- **DATA EXTRACT**:

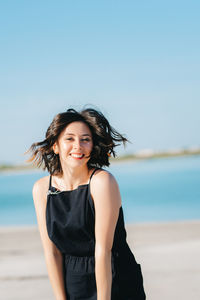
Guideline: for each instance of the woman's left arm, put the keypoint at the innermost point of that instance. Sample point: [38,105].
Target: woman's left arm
[107,201]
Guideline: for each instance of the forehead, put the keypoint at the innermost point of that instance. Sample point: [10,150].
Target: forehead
[77,128]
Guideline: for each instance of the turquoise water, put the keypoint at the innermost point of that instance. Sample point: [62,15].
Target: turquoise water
[151,190]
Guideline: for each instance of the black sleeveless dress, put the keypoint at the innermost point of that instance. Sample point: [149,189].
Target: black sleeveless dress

- **EXERCISE**:
Everything in the data except the pictures needs to be written out exactly.

- **TASK OUTPUT**:
Guideline: for each instance of the woman's left arm, put the keypoint at the innermost point of that instance. Sample point: [38,105].
Target: woman's left arm
[107,201]
Guideline: for each instance of the forehead, put the keypoint at the innermost point of that instance. Sample point: [10,150].
Target: forehead
[77,128]
Guideline: for each instance of the turquoise water, put the keypoint at the innermost point of that instance. Sample point: [62,15].
Target: turquoise water
[151,190]
Guideline: for each instance of the black sleeveless dress, put the keypoint at the innermost point of that instance. Sample point: [149,189].
Target: black sleeveless dress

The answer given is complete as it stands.